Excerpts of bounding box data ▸
* START *

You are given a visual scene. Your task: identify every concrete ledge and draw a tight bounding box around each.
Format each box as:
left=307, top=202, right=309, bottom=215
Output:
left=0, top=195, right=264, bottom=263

* END *

WRITTEN TASK ▸
Arrange the items above as a two-column CSV with the header row instruction,output, giving one row per item. Put each item's text and its answer in one quoted field each, with line breaks replaced by spaces.

OUTPUT BELOW ▸
instruction,output
"You are given a visual scene. Your task: identify every concrete ledge and draw a tight bounding box around each. Format each box as: left=307, top=202, right=309, bottom=215 Output:","left=0, top=195, right=264, bottom=263"